By this command DotnetCrawler.Data project created Model folder. This folder has all entities and context objects generated from eShopOnWeb Microsoft’s example.

eShopOnWeb entities

After that, you need to configure your entity class with custom crawler attributes in order to understand crawler spiders and load entity fields from web page of eBay iphones;

[DotnetCrawlerEntity(XPath = "//*[@id='LeftSummaryPanel']/div[1]")]
public partial class Catalog : IEntity
{
    public int Id { get; set; }
    [DotnetCrawlerField(Expression = "1", SelectorType = SelectorType.FixedValue)]
    public int CatalogBrandId { get; set; }
    [DotnetCrawlerField(Expression = "1", SelectorType = SelectorType.FixedValue)]
    public int CatalogTypeId { get; set; }        
    public string Description { get; set; }
    [DotnetCrawlerField(Expression = "//*[@id='itemTitle']/text()", SelectorType = SelectorType.XPath)]
    public string Name { get; set; }
    public string PictureUri { get; set; }
    public decimal Price { get; set; }

    public virtual CatalogBrand CatalogBrand { get; set; }
    public virtual CatalogType CatalogType { get; set; }
}

With this code, basically, crawler requested given url and tried to find given attributes which defined xpath addresses for target web url.

After these definitions, finally we are able to run crawler.Crawle() method asynchronously. In this method, it performs the following operations respectively.
- - - - -
[JOB A] Add 77 to every bounding-box coordinate in the part of the listing that opens with the line containing "Select bare foot." and closes with the line containing "44 0 72 215", then write out that whole part again. Keep every other line unchanged, and leave the sample figures after "e.g." as they are.

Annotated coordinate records
- - - - -
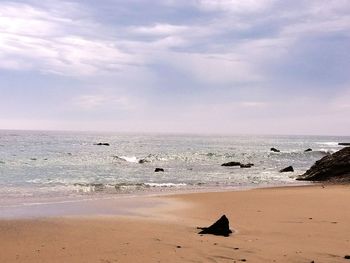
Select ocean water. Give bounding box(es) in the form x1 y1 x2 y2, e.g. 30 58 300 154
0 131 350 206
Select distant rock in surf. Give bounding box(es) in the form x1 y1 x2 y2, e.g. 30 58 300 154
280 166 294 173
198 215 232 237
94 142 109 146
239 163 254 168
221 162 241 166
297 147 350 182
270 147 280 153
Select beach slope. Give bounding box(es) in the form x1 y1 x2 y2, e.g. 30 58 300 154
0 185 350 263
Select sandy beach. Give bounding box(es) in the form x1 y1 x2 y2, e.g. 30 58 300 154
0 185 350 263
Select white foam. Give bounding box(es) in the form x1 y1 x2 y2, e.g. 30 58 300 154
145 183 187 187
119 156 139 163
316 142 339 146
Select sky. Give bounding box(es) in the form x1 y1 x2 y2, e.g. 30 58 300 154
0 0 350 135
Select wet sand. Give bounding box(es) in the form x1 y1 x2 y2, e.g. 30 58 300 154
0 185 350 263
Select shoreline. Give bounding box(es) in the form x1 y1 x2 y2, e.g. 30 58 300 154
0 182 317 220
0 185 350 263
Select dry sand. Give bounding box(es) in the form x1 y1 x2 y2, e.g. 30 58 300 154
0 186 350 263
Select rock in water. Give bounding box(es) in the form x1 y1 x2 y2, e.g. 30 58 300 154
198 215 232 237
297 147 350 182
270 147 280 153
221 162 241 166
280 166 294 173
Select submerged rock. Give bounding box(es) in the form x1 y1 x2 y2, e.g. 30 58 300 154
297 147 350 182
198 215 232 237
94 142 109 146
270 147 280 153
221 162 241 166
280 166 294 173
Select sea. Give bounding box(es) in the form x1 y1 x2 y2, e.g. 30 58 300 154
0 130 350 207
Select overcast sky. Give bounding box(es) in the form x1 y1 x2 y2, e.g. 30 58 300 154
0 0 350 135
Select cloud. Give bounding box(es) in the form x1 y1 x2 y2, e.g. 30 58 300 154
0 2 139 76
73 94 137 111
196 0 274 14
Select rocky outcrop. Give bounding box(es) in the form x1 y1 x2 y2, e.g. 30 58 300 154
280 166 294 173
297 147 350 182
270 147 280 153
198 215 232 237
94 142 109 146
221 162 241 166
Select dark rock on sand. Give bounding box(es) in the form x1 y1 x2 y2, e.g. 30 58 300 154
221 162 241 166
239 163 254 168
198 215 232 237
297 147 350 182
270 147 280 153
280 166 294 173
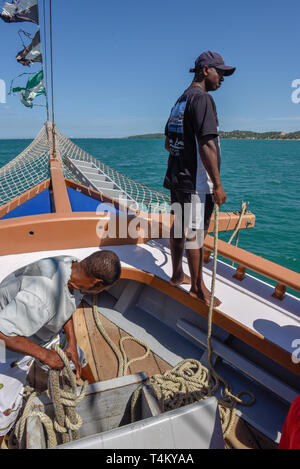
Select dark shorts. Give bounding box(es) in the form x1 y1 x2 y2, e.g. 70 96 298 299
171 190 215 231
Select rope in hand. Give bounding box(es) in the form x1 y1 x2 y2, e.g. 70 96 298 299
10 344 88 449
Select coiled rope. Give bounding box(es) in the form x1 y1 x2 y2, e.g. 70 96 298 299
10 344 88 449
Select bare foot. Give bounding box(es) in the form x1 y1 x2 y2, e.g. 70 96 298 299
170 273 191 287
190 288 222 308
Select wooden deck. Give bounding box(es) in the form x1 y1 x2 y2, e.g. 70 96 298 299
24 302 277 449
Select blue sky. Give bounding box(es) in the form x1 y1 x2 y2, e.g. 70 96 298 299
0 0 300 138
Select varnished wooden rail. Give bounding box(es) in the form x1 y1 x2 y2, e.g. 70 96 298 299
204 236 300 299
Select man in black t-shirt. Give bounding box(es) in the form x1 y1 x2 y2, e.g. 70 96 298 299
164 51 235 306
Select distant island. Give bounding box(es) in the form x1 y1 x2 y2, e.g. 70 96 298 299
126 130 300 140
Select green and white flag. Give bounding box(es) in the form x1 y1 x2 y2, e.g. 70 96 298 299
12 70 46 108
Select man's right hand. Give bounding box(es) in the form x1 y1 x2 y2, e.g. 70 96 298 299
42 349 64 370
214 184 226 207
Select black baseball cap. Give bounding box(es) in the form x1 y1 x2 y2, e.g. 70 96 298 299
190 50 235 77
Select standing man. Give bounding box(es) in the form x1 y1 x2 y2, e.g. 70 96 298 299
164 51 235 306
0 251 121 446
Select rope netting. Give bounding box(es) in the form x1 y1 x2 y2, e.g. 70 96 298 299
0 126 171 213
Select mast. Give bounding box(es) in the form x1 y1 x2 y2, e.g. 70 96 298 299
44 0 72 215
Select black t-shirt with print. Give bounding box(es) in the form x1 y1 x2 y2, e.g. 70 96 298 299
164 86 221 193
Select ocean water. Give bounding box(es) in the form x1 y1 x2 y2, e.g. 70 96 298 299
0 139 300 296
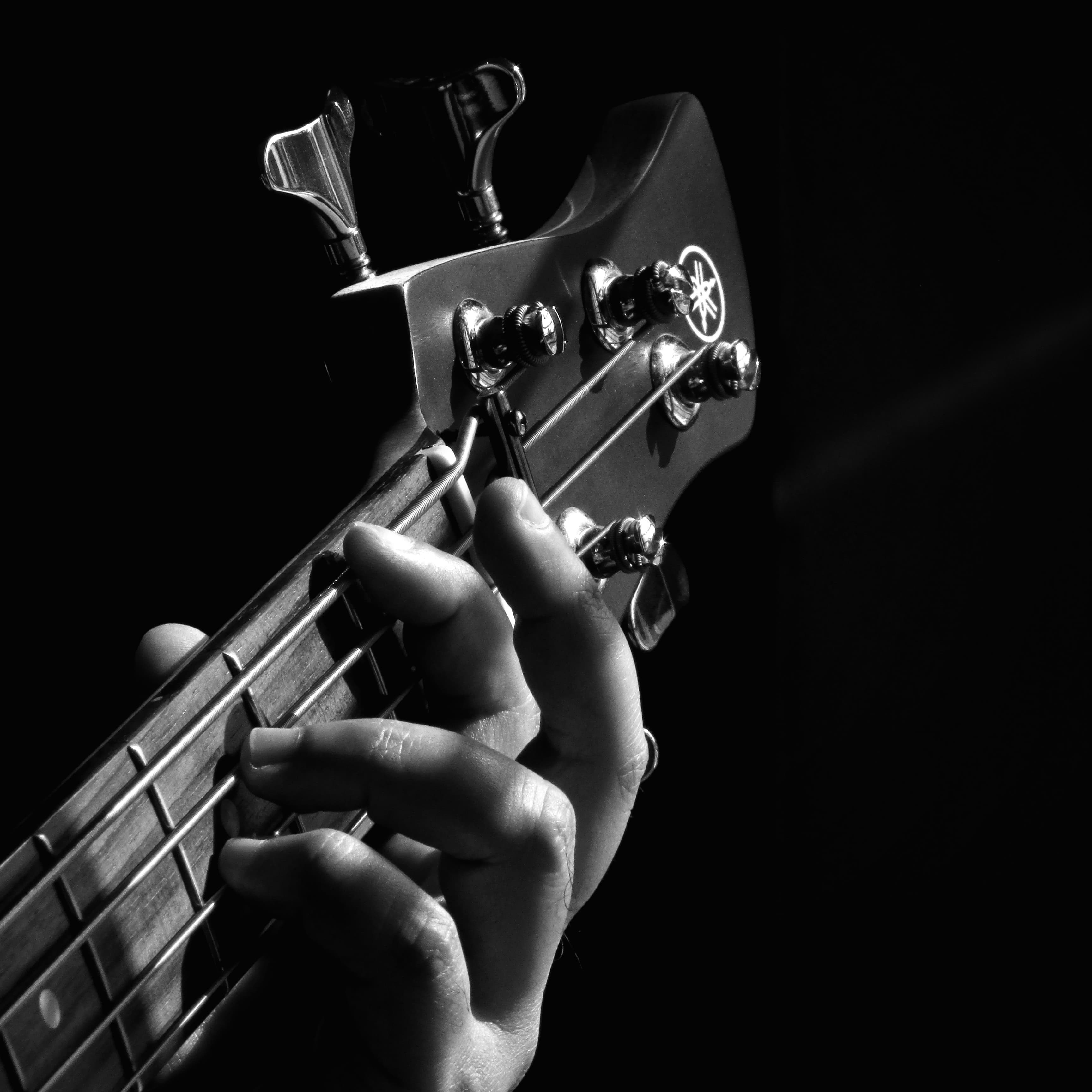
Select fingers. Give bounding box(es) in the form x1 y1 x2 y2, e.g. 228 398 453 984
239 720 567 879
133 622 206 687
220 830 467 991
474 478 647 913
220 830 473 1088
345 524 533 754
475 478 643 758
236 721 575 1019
- - - - -
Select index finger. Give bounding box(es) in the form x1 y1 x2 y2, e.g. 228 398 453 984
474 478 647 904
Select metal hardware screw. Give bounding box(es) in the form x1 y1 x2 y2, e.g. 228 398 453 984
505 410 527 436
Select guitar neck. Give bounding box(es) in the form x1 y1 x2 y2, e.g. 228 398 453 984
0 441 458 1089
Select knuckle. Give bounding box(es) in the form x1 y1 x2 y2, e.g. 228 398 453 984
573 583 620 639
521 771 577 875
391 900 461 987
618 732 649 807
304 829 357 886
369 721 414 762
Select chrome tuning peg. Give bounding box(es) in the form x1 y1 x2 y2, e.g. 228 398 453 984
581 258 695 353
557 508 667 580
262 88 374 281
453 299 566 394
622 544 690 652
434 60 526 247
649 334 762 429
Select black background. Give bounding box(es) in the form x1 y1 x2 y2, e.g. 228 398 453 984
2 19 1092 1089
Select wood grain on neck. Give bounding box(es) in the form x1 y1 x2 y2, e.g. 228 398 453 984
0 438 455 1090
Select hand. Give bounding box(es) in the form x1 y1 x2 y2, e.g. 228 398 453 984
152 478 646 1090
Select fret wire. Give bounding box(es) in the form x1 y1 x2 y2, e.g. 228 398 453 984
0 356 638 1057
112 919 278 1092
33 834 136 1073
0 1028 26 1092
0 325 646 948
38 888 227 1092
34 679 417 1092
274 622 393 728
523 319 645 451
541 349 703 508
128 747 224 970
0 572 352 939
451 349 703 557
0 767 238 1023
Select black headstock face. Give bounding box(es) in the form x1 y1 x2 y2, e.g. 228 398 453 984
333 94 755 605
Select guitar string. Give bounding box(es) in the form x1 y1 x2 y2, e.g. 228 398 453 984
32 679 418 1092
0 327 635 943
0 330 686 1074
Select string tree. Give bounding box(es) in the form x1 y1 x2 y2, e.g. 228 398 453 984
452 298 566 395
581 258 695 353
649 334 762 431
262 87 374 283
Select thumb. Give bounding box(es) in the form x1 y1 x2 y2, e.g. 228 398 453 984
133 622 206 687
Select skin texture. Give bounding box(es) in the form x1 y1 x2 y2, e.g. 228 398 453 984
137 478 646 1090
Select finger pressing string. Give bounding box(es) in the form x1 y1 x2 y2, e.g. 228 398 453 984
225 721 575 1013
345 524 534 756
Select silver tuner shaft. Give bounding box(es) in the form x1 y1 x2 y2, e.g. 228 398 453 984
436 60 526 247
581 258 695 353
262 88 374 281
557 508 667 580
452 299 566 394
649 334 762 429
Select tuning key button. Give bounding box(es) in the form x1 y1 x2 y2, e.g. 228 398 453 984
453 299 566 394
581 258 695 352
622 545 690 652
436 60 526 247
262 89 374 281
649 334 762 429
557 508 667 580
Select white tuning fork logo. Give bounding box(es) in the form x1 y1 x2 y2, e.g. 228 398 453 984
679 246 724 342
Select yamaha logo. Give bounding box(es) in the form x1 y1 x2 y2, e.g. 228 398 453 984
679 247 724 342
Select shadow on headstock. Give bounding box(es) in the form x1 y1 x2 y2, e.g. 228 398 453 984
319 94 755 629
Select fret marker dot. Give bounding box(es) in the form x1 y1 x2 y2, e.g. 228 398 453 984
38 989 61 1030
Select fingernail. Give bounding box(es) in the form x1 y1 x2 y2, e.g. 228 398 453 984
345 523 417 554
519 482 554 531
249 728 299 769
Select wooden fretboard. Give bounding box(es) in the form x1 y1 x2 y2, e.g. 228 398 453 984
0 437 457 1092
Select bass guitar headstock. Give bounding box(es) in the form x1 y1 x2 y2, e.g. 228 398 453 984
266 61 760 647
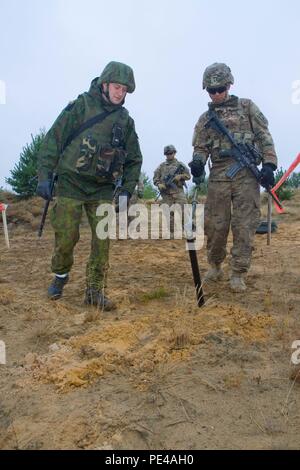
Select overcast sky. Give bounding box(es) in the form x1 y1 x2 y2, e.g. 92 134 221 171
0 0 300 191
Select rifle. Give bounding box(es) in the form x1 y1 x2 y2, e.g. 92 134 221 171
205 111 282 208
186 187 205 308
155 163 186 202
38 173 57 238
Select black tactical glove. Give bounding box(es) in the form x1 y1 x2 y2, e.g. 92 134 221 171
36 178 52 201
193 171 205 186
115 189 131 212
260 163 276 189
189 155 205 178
- - - - -
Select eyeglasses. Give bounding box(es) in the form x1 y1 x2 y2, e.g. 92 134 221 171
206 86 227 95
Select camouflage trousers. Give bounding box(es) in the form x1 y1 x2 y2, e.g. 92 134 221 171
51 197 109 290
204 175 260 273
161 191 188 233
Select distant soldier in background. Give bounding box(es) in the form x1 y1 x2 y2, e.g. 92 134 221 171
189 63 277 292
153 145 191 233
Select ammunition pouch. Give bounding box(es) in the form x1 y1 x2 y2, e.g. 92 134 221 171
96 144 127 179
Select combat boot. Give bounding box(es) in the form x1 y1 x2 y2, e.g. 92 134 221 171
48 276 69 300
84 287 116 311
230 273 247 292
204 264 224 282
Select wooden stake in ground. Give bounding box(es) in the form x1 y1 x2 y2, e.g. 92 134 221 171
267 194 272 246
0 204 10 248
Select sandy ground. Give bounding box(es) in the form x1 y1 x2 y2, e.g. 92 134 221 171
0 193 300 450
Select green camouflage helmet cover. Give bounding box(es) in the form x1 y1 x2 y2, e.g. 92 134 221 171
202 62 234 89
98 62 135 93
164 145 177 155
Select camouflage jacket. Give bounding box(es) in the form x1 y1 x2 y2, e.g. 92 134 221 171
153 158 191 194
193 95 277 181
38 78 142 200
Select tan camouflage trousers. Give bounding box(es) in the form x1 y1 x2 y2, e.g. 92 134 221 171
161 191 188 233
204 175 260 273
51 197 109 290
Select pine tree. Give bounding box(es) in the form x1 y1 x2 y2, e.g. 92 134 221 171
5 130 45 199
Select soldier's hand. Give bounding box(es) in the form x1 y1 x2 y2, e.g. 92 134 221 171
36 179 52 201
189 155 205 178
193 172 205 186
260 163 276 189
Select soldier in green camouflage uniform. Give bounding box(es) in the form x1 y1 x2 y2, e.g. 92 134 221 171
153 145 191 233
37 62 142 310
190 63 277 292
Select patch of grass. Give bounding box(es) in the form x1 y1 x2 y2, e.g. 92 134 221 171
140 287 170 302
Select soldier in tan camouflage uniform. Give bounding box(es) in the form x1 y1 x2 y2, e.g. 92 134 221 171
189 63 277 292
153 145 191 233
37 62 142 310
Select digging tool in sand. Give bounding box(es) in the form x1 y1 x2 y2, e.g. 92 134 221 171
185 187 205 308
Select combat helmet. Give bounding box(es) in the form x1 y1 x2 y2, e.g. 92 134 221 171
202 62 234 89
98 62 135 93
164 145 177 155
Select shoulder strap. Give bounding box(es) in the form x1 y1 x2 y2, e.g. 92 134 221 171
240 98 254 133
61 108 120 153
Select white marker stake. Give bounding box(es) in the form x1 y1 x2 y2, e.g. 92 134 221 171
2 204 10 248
- - - - -
[JOB B] Continue the DotnetCrawler text from where it stops.

[TASK RESULT A]
Select bare foot. Give bounding box(es) in the form x1 y1 x2 y2, e.g. 70 96 298 299
247 350 268 364
267 365 299 385
Select wooden deck. Give bounding box(es) in the form x1 y1 x2 y2, e.g. 70 96 298 299
101 379 354 526
Select blue sky. Give bounding box(es) in the form x1 y1 x2 y2, e.g. 70 96 298 299
77 77 377 215
Select varnished wooden rail. Give bounding box(es) in the form x1 y1 x2 y2, e.g. 70 96 298 299
281 313 377 376
Select man in black t-shirt. Give bounding box(es) in the form x1 y1 x2 y2, e.g. 70 96 298 299
241 128 312 383
Select distant island. Give bounding box(es) in the form x1 y1 x2 y2, e.g. 70 96 298 299
203 207 377 217
Select green and white flag. Give bounding box(es) in the form x1 y1 x2 y2, e.g. 70 96 298 299
89 147 123 185
Select man's right hand. Give bounding box(es) in the form x1 y1 x2 y2, e.g. 70 96 298 299
119 426 141 447
291 261 303 284
Select black baseball cap. Give bounding box(es) in the form x1 y1 x2 y2, e.g. 70 96 298 299
267 127 312 154
Select standing man. Give bounding box(es) in the form x1 y1 x2 y2, e.g. 70 96 298 299
241 128 312 383
77 328 198 523
Select rope netting. Give bounding box(es) in the form x1 y1 x2 y2, e.g. 70 96 298 299
77 203 248 290
Select mast. Give bounding box(es) in the form x1 y1 x2 y2, e.g. 70 96 298 299
121 77 149 292

[TASK RESULT B]
It visits the url in the request object given to it and finds the links in it. If the property value of Regex is full, it applies filtering accordingly.
It finds these urls on the internet and downloads by applying different methods.
The downloaded web pages are processed to produce the desired data.
Finally, these data are saved to the database with EF.Core.

public async Task Crawle()
{
var linkReader = new DotnetCrawlerPageLinkReader(Request);
var links = await linkReader.GetLinks(Request.Url, 0);

foreach (var url in links)
{
var document = await Downloader.Download(url);
var entity = await Processor.Process(document);
await Pipeline.Run(entity);
}
}

Project Structure of Visual Studio Solution

So you can start with creating a new project on Visual Studio with Blank Solution. After that, you can add .NET Core Class Library projects as below image:

Only sample project would be .NET Core Console Application. I will explain all the projects in this solution one by one.

DotnetCrawler.Core

This project includes main classes of crawler. It has only one interface which has Crawle method and implementation of this interface. So you can create your custom crawler on this project.

DotnetCrawler.Data

This project includes Attributes, Models and Repository folder. We should examine these folders deeply.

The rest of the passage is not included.